- _JOBS_
1: In the song entry below, which city did Jack Jennings live in?
2: Using the song entry below, mark each statement yes or no and quote the words of the entry that decide it: (a) Jack Jennings worked as a boarding-master. (b) Jack Jennings's wife was named Caroline. (c) The partial text is drawn from the first edition of Doerflinger's book.
3: List every person named in the song entry below.

“The Big Five-Gallon Jar”

Description

Jack Jennings, a boarding-master, and his wife Caroline are expert at finding sailors. Should the supply ever dry up, they haul out their "big five-gallon jars" of liquor and use that to round up sailors.

Supplemental text

Big Five-Gallon Jar, The
  Partial text(s)

          *** A ***

From William Main Doerflinger, Songs of the Sailor and Lumberman,
revised edition (1972), p. 111. From the singing of Captain Henry
E. Burke of Toronto, as influenced by a manuscript copy.

In Liverpool there liv'd a man -- Jack Jennings was his name --
And in the days of square-rigged sail he played the shanghai game.
His wife's name was Caroline, sailors knew from near and far;
And when she played the shanghai game she used his big stone jar.

  Chorus
  In the old Virginia lowlands, lowlands low,
  In the old Virginia lowlands low!

(portions of 3 additional stanzas)

- _RECORDS SHOWN_
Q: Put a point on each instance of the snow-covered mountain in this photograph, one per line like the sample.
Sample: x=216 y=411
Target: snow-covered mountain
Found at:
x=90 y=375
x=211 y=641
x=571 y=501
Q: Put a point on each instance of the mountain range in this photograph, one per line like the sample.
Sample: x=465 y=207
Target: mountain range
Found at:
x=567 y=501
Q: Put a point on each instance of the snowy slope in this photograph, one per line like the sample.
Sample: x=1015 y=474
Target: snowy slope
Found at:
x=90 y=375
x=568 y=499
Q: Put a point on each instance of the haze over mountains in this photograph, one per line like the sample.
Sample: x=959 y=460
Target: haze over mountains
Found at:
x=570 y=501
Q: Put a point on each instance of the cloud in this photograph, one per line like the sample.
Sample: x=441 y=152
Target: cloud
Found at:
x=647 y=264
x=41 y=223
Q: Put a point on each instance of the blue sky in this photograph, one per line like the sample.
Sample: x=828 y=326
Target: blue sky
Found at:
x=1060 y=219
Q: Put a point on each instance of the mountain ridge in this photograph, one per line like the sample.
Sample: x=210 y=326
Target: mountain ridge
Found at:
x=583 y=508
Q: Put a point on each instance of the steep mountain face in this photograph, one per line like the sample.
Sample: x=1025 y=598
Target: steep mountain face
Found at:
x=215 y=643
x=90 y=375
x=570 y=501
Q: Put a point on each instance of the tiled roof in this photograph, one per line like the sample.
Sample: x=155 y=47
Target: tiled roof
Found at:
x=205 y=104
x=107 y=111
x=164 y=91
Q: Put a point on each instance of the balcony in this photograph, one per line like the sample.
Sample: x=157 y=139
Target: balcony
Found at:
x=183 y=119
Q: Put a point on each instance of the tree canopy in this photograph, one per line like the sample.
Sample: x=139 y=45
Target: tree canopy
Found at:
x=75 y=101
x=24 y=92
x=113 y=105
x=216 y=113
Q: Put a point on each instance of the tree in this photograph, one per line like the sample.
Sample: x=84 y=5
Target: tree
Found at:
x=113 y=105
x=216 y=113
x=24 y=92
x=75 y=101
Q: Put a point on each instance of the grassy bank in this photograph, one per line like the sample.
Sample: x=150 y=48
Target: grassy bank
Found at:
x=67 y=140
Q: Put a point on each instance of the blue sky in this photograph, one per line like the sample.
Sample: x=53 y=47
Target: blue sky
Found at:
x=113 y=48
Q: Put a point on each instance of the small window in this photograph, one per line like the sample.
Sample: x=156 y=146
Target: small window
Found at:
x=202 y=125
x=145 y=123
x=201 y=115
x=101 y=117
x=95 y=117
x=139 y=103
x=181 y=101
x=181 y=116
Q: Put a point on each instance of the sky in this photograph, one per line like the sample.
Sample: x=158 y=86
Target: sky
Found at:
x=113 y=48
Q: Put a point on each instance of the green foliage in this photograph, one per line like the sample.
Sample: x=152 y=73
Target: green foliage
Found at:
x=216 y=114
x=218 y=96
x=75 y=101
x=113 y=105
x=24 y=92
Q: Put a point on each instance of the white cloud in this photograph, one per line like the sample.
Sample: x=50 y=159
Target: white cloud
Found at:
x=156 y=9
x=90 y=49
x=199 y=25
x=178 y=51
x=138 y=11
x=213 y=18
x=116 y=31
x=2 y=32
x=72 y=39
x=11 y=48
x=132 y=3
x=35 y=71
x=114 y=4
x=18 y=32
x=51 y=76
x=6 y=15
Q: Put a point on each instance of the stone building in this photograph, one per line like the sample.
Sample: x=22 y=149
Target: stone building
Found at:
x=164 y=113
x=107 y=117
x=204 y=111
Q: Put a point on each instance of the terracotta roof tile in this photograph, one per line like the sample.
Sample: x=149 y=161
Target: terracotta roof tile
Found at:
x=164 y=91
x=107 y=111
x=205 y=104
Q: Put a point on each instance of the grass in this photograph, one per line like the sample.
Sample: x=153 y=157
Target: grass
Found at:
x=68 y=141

- _SOLUTIONS BY TASK_
1: Liverpool

2:
(a) Yes: "Jack Jennings, a boarding-master"
(b) Yes: "His wife's name was Caroline"
(c) No: "revised edition (1972)"

3: Jack Jennings, Caroline, William Main Doerflinger, Captain Henry E. Burke